## JOB ITEM
Locate each line in the material below that contains the string "coordinates", and copy all of those lines.

Collected data entries:
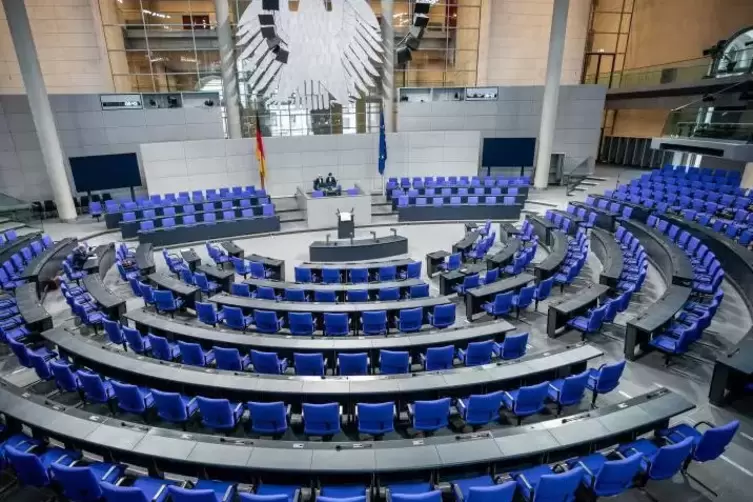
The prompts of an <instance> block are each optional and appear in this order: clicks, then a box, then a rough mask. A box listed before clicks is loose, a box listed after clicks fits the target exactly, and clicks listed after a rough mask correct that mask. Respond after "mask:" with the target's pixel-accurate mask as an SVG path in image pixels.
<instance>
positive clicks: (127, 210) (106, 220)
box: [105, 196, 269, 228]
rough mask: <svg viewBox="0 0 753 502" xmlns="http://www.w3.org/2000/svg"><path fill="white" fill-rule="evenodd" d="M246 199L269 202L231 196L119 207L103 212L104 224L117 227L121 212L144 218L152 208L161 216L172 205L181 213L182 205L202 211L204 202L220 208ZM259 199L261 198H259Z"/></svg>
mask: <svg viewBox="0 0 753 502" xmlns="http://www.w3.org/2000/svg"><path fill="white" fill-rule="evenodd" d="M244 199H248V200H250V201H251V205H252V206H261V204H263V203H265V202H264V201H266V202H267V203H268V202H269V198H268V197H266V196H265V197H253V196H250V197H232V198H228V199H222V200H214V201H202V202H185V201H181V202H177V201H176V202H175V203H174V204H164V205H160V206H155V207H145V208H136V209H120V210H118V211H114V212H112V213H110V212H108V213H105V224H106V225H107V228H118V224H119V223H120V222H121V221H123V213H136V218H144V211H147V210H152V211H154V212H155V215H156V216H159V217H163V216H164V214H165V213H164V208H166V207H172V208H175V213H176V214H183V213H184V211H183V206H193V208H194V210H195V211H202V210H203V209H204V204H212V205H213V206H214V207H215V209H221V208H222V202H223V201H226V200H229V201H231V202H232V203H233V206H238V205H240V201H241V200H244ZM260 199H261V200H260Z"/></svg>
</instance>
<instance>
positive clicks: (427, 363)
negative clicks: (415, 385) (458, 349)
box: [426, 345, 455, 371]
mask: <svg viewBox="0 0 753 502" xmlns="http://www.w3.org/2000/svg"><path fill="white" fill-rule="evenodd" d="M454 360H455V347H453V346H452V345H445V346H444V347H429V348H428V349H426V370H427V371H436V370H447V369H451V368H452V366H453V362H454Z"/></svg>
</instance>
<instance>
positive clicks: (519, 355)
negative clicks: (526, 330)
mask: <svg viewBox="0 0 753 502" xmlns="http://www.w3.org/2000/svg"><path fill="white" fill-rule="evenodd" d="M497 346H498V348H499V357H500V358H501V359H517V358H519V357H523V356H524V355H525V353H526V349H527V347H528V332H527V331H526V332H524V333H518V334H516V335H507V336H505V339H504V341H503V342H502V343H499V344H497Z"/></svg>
==
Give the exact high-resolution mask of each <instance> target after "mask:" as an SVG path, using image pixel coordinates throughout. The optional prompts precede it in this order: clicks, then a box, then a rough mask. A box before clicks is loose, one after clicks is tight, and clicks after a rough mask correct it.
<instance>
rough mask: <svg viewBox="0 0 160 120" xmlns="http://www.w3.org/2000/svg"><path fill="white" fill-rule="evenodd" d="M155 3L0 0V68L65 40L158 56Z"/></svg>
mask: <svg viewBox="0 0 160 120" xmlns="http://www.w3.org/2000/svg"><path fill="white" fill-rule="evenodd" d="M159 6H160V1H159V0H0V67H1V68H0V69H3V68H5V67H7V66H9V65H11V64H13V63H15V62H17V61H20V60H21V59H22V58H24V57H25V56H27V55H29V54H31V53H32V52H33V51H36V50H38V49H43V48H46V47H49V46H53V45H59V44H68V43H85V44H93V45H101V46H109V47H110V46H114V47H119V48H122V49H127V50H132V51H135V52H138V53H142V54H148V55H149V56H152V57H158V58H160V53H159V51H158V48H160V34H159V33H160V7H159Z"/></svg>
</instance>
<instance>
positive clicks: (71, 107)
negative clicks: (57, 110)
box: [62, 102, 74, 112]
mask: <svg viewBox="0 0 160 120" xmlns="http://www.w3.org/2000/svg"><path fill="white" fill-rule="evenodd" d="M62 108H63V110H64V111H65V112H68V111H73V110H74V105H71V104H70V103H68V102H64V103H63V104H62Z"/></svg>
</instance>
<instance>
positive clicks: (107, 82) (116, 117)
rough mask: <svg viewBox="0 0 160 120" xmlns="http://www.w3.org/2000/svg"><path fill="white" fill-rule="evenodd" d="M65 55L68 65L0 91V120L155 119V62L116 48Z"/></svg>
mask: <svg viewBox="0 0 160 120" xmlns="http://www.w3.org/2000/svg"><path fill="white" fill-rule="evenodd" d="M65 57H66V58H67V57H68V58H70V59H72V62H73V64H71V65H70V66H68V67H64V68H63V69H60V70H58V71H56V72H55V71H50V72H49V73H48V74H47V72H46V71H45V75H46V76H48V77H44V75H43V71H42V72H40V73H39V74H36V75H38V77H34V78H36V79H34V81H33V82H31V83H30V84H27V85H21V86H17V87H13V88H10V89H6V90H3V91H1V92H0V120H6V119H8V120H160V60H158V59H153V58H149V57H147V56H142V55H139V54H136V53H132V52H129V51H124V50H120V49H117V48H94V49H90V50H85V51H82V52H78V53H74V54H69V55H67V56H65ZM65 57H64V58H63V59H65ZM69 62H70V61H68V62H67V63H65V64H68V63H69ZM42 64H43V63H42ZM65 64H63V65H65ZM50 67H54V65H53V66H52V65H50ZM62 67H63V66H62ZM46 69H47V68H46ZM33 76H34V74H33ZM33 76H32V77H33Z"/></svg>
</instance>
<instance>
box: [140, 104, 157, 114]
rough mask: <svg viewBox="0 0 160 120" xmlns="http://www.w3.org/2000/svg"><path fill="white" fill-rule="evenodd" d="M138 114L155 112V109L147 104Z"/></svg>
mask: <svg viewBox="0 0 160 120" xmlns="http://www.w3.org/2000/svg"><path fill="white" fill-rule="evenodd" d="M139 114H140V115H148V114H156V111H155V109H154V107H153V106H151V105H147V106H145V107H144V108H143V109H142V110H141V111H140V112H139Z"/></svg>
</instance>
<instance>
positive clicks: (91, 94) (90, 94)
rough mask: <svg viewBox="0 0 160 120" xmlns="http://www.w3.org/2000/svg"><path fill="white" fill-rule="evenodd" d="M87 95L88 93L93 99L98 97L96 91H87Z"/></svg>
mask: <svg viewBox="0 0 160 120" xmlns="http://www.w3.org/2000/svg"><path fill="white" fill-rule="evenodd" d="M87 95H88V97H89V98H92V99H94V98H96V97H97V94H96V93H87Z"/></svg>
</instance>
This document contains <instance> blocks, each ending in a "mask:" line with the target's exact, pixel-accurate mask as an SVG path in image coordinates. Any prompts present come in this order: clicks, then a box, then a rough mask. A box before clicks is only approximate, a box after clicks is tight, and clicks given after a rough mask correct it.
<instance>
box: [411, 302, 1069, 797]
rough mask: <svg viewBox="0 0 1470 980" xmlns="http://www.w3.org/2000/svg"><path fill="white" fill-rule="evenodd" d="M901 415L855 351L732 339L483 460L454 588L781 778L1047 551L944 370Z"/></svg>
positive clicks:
...
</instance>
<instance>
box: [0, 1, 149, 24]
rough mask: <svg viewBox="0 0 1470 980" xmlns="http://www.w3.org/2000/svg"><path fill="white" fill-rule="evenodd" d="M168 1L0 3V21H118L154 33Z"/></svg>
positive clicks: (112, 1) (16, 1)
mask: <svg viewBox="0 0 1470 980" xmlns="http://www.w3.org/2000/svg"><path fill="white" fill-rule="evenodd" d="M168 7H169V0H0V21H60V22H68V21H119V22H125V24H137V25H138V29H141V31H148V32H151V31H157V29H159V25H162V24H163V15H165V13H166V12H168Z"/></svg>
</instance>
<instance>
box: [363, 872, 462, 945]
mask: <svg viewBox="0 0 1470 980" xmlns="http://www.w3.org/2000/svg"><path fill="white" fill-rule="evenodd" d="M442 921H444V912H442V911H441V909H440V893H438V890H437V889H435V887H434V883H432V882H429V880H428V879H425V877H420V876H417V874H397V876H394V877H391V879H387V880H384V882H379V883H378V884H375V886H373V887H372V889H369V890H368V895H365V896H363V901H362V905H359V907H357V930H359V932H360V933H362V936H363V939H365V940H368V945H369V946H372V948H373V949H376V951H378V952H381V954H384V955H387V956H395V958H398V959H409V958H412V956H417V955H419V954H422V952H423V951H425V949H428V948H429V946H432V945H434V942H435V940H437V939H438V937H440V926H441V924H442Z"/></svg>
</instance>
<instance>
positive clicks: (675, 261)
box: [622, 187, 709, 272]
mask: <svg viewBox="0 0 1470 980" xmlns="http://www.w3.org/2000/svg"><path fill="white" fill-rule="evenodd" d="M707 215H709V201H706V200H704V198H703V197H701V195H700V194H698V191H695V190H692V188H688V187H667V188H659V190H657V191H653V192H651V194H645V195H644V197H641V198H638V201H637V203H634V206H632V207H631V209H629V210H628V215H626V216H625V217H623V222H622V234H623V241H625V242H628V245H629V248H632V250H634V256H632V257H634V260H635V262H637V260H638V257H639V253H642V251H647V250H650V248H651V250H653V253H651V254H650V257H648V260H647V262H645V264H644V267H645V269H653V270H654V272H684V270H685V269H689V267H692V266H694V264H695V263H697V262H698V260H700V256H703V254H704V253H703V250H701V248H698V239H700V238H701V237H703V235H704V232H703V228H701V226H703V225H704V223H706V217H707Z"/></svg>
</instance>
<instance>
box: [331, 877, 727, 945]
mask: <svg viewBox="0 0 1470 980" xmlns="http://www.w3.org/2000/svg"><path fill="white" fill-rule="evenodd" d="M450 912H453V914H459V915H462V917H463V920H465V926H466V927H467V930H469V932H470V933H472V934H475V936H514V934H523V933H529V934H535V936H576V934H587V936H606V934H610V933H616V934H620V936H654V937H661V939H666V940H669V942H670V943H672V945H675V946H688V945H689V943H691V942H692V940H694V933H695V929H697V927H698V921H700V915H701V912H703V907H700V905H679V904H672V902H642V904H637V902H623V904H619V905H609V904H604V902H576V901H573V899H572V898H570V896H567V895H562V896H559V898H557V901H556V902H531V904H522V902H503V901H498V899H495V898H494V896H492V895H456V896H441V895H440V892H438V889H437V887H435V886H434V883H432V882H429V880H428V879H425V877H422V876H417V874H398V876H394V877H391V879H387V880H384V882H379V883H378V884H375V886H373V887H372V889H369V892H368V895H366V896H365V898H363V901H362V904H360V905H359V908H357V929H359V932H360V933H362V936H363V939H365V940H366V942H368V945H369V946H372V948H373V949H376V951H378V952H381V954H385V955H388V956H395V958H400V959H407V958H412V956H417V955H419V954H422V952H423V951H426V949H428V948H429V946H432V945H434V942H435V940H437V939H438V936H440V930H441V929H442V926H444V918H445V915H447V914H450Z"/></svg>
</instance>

## ANSWER SECTION
Give the exact high-resolution mask of each <instance> target after "mask:" as an SVG path, using image pixel coordinates throughout. The optional prompts precede it in this order: clicks, then a box, then a rough mask. A box before clicks is loose, one after clicks is tight, and clicks after a rough mask correct it.
This document contains <instance> blocks, each ending in a "mask:" line with the target's exact, pixel-accurate mask as an SVG path in image coordinates. Any prompts present come in this order: clicks, then a box, then a rough mask. A box before clicks is only approximate, a box after clicks is tight, and clicks given after a rough mask correct it.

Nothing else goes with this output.